▶ _Text to read_:
Christfried Ganander called Kivutar Väinämöinen's daughter and called Vaavutar or Vauvutar her sister. The former claim is based on the fact that Kivutar is called Väinän tytär ("daughter of Väinä"). Seto poetry also features this epithet (Väänä tütär) with the clear meaning of a "female inhabitant at the river Daugava" (in Finnish, Väinä river).

Kivutar has sometimes been mixed with Virgin Mary in runic songs due to Christian influence. Kaarle Krohn believed Kivutar was always Virgin Mary from the very beginning. Anna-Leena Siikala instead believed Kivutar existed in Finland before the arrival of Christian influence, and while she did get features associated with Mary, the idea of a mother of pain who lives in the underworld is common in Eurasian religions. She thought Kivutar had more in common with the Norse Menglöð than Mary. Martti Haavio believed she was a translation of something such as hē mḗtēr tōn pathēmátōn ("mother of pains"), who was sent by the Devil to harm people in a Byzantine spell. A 1514 Danish magic spell also mentions alle vndeskabs modher ("mother of all pains"), who in turn has been connected to Lilith.

The pain rock Kivutar sits on is said to have a hole in it which pain can be banished to. This is why it has been theorized the pain rock would mean a cup marked stone which were used for offerings in earlier tradition.

▶ _Task data_:
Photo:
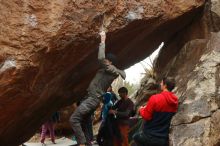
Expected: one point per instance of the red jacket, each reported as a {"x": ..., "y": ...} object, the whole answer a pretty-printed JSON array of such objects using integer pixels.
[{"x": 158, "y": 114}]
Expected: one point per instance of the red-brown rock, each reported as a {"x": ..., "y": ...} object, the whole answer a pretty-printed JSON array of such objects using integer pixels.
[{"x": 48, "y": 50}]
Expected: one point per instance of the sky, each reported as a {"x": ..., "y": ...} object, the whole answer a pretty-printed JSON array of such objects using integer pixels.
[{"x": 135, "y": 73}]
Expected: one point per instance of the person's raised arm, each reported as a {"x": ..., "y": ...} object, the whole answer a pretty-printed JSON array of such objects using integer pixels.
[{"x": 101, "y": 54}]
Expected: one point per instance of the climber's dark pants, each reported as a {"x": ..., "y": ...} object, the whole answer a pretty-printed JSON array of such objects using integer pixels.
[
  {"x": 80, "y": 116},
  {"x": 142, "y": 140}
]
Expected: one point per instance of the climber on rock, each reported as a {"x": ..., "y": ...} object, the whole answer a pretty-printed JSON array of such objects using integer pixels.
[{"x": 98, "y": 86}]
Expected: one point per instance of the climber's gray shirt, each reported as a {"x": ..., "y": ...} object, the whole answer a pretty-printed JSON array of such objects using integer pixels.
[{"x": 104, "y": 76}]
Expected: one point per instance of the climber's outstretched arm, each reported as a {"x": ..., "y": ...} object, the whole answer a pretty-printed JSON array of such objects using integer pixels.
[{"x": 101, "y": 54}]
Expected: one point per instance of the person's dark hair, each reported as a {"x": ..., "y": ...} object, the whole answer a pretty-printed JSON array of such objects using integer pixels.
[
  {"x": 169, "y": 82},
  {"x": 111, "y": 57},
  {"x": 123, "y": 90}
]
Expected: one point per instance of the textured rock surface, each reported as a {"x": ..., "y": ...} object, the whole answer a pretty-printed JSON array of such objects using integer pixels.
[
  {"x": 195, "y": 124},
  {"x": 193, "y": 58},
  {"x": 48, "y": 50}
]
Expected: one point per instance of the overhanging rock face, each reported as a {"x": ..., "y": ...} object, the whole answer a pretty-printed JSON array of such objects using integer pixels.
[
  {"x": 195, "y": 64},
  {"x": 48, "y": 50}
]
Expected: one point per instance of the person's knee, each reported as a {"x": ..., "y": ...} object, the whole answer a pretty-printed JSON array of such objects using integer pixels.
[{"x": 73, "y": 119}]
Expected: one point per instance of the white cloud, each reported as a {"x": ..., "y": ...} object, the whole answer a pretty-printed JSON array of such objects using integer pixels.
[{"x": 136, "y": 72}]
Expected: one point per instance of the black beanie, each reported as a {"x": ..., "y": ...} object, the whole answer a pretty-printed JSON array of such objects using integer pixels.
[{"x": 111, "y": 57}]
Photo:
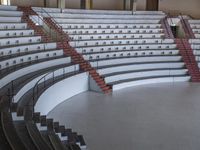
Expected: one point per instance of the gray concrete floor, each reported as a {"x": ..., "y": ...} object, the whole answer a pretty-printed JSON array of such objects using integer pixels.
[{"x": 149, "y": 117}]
* * *
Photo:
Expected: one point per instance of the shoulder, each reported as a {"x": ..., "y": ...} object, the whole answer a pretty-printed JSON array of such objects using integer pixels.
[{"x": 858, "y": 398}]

▶ _Problems and tasks_:
1. From the passage on Kivutar, output the stretch from "Christfried Ganander called" through "Finnish, Väinä river)." word for word.
2. Pick out every line of the records that contains the string "gray", copying each one in full.

▶ _Responses by task_:
1.
Christfried Ganander called Kivutar Väinämöinen's daughter and called Vaavutar or Vauvutar her sister. The former claim is based on the fact that Kivutar is called Väinän tytär ("daughter of Väinä"). Seto poetry also features this epithet (Väänä tütär) with the clear meaning of a "female inhabitant at the river Daugava" (in Finnish, Väinä river).

2.
Expected: one point per instance of the climber's gray shirt, each reported as a {"x": ..., "y": ...} object, the whole answer a pretty-printed JSON array of such objects using integer pixels.
Expected: one point per instance of the gray concrete floor, each reported as a {"x": ..., "y": ...} object, the whole answer a pretty-printed JSON array of such objects using integer pixels.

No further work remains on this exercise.